DO THIS:
Report each line of the listing below that contains the string "shirt", reproducing every such line in full and in the original order.

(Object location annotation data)
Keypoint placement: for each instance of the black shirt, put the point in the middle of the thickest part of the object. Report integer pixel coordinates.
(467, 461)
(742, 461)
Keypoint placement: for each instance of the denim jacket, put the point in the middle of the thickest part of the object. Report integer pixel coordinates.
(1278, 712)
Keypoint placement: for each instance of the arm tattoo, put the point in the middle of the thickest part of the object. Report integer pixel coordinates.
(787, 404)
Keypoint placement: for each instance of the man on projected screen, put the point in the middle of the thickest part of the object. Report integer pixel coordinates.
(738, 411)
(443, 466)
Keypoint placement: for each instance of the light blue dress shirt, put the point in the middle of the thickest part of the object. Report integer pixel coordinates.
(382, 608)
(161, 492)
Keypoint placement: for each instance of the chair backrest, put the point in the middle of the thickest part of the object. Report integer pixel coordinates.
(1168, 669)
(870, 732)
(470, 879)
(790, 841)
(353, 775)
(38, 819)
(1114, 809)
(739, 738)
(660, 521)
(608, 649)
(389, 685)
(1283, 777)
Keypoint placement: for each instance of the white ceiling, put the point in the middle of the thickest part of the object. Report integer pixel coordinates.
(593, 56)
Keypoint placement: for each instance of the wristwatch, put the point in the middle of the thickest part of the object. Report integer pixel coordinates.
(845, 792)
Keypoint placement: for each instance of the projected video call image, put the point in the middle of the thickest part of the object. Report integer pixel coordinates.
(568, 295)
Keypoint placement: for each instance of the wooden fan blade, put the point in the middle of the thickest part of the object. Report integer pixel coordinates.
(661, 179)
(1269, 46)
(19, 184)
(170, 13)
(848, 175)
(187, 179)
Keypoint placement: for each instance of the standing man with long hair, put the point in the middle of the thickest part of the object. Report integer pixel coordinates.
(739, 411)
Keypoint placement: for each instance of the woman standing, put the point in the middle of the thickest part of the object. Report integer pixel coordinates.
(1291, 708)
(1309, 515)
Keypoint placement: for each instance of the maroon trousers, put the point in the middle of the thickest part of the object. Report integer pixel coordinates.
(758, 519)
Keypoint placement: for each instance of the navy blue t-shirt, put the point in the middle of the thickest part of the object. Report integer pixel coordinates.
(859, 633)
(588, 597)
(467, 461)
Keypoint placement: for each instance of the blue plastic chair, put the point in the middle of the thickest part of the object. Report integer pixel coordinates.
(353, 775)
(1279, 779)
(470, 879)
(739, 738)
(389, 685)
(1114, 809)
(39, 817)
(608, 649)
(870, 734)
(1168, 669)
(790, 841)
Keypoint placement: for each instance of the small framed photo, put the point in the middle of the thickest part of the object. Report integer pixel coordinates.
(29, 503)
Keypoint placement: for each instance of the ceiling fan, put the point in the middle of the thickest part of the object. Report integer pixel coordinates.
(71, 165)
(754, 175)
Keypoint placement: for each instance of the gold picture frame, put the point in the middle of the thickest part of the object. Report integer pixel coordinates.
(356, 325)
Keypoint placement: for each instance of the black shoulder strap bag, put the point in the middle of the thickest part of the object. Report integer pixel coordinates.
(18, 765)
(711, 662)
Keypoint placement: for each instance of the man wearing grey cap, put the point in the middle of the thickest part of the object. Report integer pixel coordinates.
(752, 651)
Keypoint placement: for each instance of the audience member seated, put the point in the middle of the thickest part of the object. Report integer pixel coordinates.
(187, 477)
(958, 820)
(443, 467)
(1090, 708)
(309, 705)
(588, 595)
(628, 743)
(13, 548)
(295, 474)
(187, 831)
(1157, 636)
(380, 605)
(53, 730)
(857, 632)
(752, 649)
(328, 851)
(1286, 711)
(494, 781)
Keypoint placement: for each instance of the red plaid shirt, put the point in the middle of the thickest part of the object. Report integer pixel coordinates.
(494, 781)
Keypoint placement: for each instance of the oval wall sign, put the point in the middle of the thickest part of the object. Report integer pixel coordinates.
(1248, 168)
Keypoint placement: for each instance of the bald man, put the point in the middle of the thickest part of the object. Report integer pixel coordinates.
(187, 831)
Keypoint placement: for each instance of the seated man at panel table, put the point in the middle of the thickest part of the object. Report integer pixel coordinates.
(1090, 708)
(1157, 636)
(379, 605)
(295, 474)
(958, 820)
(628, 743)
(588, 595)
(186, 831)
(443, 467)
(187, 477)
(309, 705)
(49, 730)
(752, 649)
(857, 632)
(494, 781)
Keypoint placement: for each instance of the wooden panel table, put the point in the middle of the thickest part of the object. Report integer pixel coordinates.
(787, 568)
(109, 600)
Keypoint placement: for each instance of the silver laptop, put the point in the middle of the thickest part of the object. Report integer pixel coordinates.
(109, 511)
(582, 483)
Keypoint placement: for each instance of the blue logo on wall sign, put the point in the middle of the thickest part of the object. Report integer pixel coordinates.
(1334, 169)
--
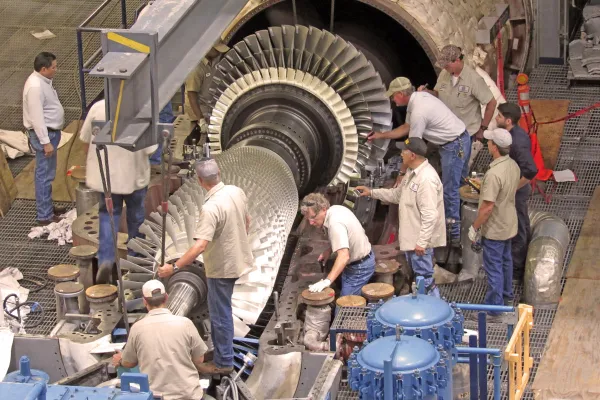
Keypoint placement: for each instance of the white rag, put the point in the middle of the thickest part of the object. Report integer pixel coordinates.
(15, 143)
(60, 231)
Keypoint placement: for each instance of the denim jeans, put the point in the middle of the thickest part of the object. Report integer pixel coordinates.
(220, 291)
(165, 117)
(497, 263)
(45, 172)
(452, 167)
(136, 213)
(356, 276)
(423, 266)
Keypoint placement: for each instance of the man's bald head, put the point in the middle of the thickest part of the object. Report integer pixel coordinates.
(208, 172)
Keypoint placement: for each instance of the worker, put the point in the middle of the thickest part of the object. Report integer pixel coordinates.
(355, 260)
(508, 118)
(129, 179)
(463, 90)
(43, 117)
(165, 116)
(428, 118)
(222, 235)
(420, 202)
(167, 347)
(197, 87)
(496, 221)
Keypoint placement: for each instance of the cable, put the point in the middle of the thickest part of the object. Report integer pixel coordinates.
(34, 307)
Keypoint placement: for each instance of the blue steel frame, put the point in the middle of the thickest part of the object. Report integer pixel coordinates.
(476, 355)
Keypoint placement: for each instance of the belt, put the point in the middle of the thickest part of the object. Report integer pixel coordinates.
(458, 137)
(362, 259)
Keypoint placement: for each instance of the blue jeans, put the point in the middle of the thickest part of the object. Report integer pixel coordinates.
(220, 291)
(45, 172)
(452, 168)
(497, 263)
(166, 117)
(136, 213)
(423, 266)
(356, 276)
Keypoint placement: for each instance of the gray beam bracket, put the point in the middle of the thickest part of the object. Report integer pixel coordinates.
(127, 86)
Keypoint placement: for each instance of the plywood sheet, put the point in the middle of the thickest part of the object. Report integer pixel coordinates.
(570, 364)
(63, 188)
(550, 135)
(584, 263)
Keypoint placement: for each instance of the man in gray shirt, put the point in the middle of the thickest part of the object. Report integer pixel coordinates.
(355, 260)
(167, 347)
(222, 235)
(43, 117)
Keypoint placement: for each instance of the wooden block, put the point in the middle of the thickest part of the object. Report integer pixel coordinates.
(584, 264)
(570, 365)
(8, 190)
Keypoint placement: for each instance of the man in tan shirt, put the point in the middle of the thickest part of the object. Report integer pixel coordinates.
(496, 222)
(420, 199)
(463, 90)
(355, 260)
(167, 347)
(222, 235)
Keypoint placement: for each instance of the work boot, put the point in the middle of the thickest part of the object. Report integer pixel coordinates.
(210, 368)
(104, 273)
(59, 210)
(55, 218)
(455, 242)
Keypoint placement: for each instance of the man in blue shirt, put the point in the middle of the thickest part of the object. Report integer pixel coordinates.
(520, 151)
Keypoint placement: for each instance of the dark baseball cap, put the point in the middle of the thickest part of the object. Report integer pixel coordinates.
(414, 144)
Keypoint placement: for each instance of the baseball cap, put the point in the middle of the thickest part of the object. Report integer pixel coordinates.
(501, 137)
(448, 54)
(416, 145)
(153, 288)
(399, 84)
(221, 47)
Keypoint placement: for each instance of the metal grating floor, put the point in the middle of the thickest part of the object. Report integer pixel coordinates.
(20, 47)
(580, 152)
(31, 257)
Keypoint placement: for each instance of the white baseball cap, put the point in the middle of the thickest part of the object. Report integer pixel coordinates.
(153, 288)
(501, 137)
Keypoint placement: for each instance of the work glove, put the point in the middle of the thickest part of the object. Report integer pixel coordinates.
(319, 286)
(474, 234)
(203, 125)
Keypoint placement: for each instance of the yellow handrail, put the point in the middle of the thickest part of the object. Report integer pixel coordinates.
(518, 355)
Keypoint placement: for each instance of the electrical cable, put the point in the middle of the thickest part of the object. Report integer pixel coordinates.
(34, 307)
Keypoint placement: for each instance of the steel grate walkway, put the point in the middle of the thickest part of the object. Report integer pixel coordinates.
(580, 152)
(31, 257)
--
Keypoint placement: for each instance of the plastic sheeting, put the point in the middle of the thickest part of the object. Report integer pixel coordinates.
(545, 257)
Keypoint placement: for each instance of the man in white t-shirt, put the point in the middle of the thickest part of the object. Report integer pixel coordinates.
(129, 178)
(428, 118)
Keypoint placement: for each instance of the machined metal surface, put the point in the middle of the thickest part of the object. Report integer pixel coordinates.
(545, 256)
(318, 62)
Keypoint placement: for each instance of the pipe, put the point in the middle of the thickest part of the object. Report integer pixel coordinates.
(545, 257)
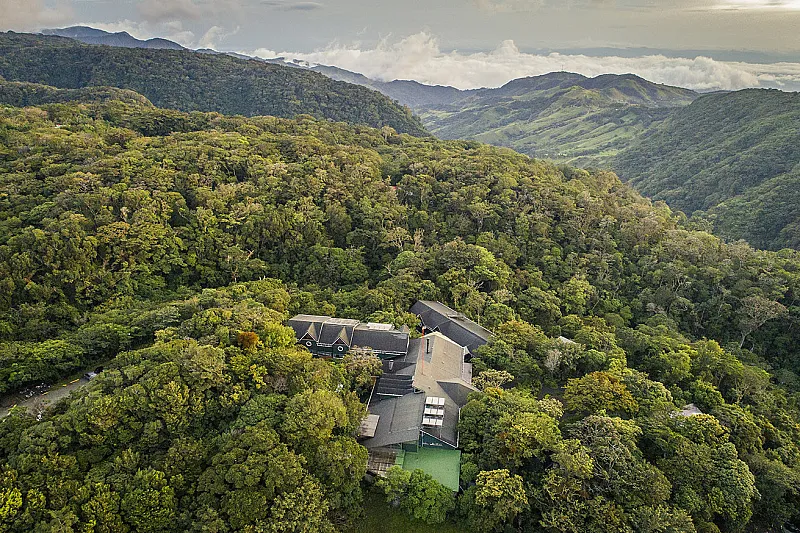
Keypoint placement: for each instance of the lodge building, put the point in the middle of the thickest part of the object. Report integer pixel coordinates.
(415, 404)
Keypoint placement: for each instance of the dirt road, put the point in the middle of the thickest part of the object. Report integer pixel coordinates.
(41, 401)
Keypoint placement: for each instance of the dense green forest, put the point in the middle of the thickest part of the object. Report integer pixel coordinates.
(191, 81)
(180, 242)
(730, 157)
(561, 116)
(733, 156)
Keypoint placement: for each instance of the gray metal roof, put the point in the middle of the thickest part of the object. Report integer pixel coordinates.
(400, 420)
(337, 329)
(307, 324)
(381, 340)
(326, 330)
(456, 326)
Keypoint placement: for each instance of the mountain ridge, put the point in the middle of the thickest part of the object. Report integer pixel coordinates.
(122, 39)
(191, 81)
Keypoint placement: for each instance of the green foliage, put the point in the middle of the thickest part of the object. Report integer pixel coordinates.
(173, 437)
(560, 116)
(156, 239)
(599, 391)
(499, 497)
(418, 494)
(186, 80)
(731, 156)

THE RESPONSE:
Keypoint placement: for each instance of the black shirt, put the point in the middle of the thickest part of the object. Report integer pixel coordinates.
Keypoint placement: for each instance of the light blue dress shirt, put the point in the middle of the thickest part of the object. Report integer pixel coordinates.
Keypoint placement: for each instance of the navy blue t-shirt, put the point in the middle of the thickest part of the object. Report integer pixel coordinates.
Keypoint placement: for each instance of the red plaid shirt, put the point in the middle of the thickest part of the object. Report integer pixel coordinates.
Keypoint placement: for each instance of the man in gray shirt, put the point in the middle of the thickest part of the object. Report integer pixel coordinates.
Keypoint placement: for each instance of the man in tan shirt, put the point in the middle of the thickest part of the object. Report integer pixel coordinates.
Keypoint placement: for each instance of the man in blue shirt, put the point in the middle of the thickest part of the object. Report integer pixel coordinates.
Keypoint placement: for each instance of the man in white t-shirt, put the point in the middle of the thickest part of the object. Report integer pixel coordinates.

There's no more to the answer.